**SUPPLIED INFORMATION**
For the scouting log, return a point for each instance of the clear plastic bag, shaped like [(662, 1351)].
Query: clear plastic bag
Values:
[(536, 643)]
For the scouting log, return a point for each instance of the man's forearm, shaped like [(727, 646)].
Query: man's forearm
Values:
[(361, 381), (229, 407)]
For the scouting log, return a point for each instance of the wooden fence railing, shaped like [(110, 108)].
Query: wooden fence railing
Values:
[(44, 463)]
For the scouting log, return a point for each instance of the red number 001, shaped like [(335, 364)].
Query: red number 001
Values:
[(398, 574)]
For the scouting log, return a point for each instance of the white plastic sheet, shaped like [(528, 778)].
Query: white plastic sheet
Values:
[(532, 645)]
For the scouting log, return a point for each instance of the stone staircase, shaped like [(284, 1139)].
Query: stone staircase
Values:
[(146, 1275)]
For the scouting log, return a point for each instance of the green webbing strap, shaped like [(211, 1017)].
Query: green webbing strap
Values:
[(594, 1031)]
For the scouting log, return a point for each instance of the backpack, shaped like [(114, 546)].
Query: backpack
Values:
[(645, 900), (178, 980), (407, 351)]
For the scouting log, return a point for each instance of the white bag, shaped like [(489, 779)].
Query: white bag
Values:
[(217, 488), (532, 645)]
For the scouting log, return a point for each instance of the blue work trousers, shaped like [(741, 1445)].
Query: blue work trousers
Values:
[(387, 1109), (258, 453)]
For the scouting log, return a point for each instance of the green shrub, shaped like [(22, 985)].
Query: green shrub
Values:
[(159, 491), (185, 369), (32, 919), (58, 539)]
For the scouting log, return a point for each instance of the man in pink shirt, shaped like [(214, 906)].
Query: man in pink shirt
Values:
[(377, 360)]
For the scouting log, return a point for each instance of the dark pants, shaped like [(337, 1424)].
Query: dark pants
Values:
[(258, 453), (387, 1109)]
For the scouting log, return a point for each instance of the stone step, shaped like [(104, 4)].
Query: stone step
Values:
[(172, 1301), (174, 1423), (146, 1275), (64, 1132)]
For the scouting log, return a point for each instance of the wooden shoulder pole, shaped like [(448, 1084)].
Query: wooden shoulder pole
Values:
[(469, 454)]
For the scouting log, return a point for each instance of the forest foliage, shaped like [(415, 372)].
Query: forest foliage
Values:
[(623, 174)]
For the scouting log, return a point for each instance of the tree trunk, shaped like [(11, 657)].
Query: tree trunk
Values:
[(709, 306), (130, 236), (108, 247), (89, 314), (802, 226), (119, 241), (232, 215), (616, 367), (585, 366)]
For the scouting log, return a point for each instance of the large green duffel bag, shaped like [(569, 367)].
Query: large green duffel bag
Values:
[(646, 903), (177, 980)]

**WHAT IS BEING ASKED**
Convert everything from the line containing "like [(569, 367)]." down to the end of the records into a two-column CSV with the headers record_text and points, one row per record. Put each record's text and its point values in separate quoted fields, replacing line breaks with spaces.

**WORKED ANSWER**
record_text,points
"For the scouting log, return a point for each instance of the large green duffel bag, shaped like [(569, 367)]. Query: large green duffel bag Values:","[(646, 903), (177, 980)]"